_DATA FOR REVIEW_
==================================================
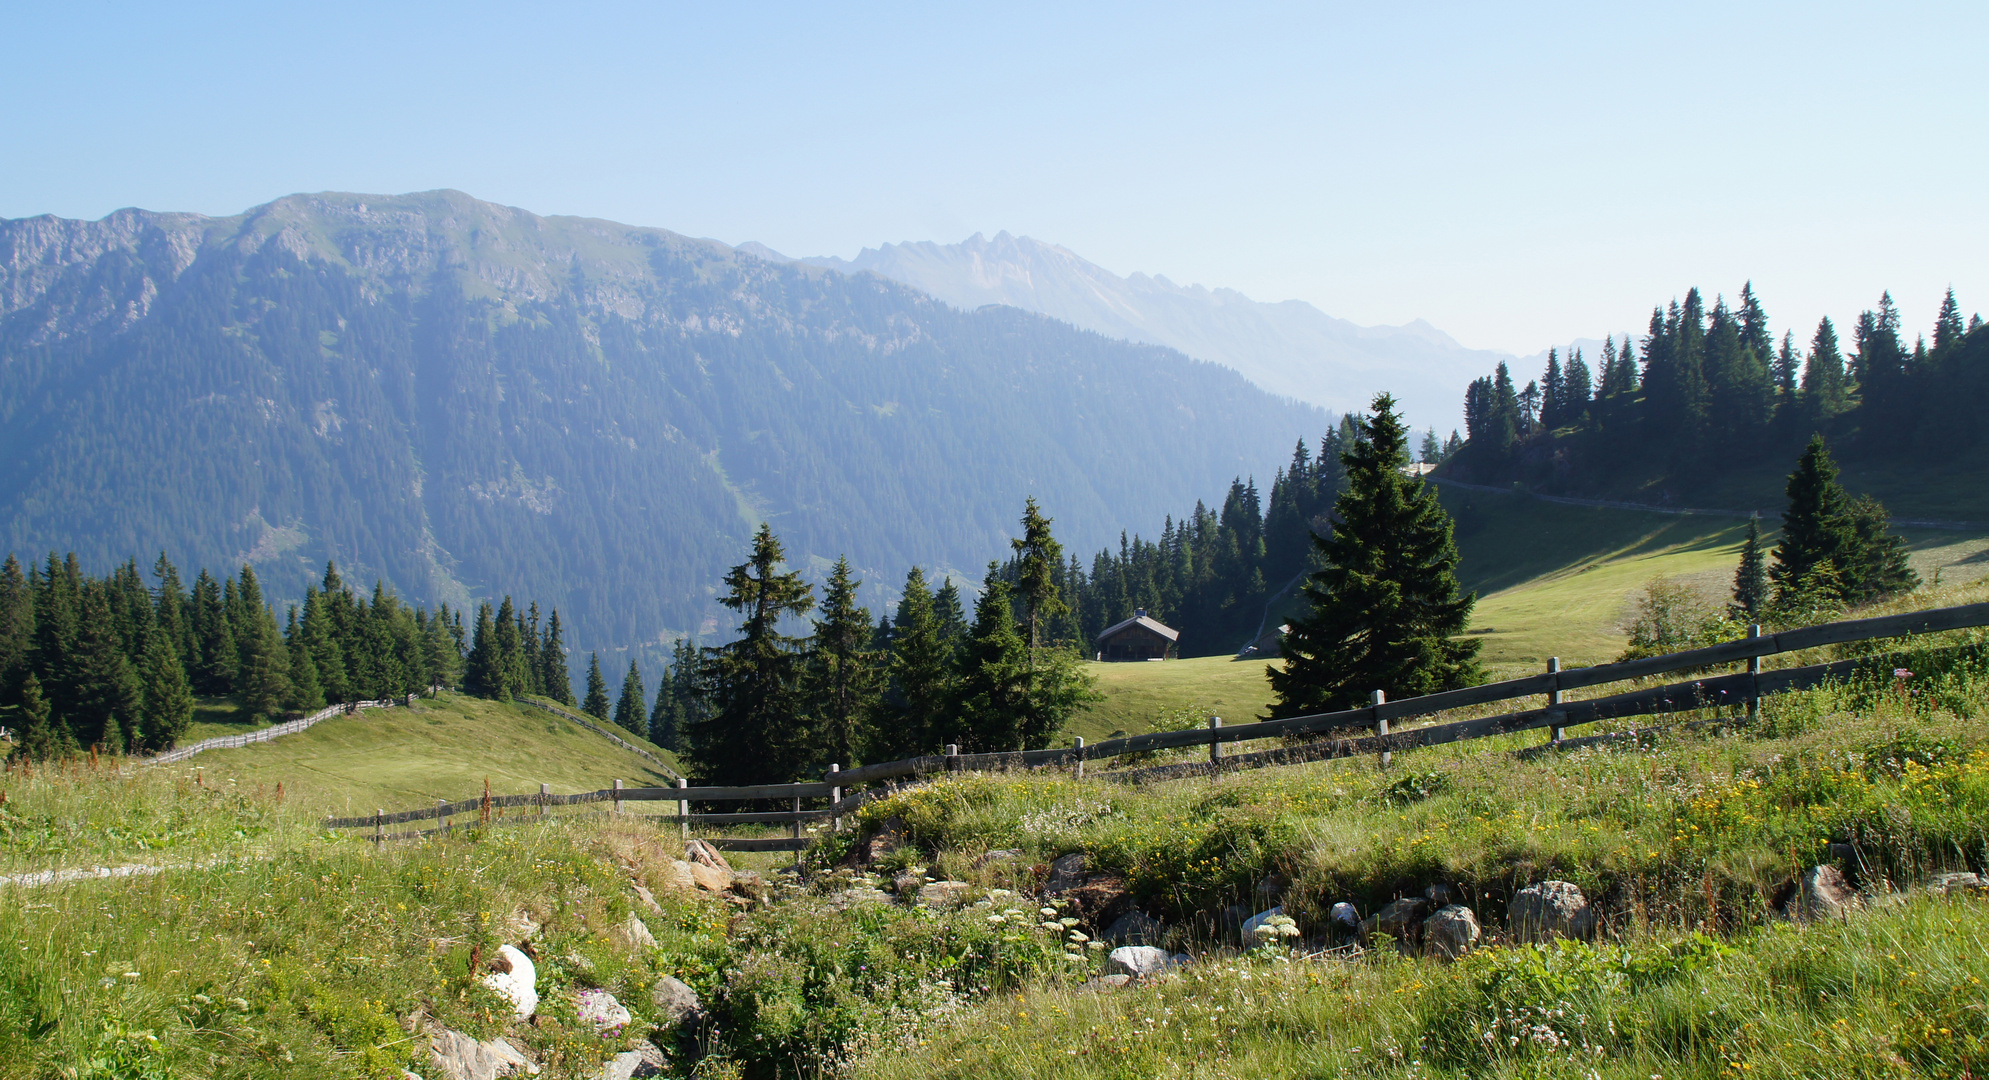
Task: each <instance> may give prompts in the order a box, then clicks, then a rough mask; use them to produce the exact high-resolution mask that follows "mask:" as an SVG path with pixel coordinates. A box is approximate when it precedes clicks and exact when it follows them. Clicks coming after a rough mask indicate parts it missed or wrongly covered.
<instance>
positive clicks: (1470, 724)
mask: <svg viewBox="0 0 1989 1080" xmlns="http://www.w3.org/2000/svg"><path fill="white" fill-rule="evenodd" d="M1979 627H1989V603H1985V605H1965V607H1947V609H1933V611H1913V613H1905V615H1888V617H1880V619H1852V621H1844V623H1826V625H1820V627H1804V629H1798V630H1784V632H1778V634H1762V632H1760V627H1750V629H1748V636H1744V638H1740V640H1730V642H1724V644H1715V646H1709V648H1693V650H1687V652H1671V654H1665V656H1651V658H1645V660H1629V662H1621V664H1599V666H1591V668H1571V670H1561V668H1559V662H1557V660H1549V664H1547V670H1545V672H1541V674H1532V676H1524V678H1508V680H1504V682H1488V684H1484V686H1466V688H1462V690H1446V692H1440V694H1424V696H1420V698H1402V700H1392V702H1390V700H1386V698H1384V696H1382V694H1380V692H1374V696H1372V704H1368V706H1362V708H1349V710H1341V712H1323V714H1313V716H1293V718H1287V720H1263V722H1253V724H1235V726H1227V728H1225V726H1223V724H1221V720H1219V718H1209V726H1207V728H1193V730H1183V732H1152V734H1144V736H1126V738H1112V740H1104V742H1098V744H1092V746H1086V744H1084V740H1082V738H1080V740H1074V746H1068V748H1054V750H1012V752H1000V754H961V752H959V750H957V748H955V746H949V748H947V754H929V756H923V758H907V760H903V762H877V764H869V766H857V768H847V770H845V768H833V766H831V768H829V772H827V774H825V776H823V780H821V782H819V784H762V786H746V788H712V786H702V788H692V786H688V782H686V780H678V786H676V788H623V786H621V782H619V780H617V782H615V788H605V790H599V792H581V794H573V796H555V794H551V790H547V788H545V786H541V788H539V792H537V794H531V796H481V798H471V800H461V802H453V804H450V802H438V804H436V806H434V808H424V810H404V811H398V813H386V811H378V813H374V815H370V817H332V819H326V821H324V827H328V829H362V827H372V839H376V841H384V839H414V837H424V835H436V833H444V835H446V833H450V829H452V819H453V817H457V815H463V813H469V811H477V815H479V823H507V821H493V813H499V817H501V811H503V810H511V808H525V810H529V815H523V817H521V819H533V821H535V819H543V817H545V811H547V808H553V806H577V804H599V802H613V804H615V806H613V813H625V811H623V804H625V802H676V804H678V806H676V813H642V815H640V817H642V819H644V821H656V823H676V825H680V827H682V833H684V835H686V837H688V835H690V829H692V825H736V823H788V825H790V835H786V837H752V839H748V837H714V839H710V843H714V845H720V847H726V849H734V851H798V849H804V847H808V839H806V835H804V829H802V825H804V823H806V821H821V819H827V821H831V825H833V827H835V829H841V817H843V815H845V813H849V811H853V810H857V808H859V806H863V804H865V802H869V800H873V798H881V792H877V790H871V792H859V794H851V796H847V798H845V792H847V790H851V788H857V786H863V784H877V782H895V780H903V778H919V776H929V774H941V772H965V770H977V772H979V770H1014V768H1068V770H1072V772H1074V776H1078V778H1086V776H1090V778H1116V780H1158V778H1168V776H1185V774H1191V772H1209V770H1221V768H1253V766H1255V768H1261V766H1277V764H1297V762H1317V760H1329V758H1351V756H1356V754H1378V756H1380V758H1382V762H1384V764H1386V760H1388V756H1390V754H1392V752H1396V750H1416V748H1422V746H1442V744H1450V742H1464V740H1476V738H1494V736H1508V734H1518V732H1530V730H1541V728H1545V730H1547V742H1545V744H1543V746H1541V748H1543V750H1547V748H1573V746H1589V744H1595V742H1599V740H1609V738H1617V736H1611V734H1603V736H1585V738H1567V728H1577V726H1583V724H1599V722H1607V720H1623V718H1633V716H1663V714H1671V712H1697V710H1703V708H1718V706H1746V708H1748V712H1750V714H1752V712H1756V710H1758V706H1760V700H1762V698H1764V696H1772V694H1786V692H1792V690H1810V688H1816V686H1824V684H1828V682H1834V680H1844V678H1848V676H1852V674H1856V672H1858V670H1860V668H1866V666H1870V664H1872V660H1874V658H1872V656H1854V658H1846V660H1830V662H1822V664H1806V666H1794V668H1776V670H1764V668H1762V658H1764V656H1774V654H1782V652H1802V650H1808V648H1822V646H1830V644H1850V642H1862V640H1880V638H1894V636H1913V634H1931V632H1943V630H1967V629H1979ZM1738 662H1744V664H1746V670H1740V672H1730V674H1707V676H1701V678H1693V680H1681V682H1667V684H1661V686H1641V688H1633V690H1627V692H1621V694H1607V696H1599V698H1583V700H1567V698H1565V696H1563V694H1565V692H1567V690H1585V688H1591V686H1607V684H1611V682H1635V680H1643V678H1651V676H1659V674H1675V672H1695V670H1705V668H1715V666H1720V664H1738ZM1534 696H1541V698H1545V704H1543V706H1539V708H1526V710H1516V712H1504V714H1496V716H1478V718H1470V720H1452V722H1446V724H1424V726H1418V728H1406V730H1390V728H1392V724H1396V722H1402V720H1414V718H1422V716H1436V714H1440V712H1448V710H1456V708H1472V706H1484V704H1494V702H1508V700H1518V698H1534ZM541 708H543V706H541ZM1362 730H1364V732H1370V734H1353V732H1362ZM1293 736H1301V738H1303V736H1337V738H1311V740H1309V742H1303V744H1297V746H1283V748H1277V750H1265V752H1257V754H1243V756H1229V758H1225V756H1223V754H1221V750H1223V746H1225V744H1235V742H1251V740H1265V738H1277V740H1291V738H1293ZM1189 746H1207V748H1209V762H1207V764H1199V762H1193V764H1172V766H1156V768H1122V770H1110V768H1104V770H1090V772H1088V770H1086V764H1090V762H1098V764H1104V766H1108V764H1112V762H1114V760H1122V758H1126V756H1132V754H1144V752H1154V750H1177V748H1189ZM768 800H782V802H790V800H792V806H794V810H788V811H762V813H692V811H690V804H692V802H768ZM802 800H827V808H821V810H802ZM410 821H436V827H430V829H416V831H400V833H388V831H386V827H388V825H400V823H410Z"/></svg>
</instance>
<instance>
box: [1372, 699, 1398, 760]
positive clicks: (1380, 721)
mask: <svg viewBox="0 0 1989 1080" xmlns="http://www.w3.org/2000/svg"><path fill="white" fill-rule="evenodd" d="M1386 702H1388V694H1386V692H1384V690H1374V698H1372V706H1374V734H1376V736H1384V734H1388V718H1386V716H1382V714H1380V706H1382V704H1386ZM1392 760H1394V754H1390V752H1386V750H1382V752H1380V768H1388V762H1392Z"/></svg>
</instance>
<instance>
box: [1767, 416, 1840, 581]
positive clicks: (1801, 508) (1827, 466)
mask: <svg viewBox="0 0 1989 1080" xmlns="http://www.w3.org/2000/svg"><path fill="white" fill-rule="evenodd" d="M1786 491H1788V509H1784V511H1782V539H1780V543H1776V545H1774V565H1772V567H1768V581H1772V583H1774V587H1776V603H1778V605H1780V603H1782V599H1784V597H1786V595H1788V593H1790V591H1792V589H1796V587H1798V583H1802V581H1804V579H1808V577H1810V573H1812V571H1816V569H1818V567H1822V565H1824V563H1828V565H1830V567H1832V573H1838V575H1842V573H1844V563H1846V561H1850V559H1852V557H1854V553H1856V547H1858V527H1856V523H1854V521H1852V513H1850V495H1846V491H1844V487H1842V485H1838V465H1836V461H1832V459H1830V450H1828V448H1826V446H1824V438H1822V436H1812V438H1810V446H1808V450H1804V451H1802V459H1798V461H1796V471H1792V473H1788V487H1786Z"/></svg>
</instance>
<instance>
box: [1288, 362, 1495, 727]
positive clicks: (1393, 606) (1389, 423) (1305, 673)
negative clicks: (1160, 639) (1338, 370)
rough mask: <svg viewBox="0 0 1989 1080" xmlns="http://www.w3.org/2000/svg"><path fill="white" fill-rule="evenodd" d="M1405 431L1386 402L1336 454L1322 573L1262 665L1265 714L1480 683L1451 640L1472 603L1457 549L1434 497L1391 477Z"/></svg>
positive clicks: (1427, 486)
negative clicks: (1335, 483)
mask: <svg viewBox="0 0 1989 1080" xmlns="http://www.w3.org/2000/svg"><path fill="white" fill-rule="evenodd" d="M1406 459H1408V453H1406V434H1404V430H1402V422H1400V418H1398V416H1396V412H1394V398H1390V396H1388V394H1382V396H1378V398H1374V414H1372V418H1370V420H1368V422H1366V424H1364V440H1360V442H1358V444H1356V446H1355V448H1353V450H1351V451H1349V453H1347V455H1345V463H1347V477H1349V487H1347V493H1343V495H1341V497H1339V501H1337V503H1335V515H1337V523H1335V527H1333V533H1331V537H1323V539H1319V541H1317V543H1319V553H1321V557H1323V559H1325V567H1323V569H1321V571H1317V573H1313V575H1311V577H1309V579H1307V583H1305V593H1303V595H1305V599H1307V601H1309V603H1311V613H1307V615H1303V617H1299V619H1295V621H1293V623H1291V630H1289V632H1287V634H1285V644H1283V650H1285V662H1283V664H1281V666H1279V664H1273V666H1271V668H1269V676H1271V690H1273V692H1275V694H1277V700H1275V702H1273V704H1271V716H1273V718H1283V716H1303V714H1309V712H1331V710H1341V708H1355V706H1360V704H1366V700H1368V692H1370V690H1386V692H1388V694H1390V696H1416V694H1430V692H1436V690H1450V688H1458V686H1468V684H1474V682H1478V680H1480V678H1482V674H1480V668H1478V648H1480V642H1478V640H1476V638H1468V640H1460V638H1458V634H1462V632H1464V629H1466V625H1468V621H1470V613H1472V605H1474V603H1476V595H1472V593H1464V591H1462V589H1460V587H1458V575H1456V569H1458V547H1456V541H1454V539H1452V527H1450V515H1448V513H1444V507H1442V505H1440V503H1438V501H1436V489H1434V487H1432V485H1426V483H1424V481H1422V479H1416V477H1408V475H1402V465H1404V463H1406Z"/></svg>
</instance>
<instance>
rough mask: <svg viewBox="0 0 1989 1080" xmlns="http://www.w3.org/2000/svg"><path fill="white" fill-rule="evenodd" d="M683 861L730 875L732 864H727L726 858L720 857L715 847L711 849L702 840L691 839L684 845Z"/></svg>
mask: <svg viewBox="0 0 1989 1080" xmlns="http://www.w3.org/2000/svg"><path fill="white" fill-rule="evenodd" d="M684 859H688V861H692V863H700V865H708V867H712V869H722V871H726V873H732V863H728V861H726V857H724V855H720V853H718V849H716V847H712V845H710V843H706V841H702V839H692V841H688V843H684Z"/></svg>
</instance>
==================================================
_EXERCISE DESCRIPTION_
List each line of the items above that contains the string "positive", copied in full.

_ANSWER SPACE_
positive clicks: (1470, 724)
positive clicks: (1380, 721)
positive clicks: (1801, 508) (1827, 466)
positive clicks: (1393, 606) (1389, 423) (1305, 673)
positive clicks: (1427, 486)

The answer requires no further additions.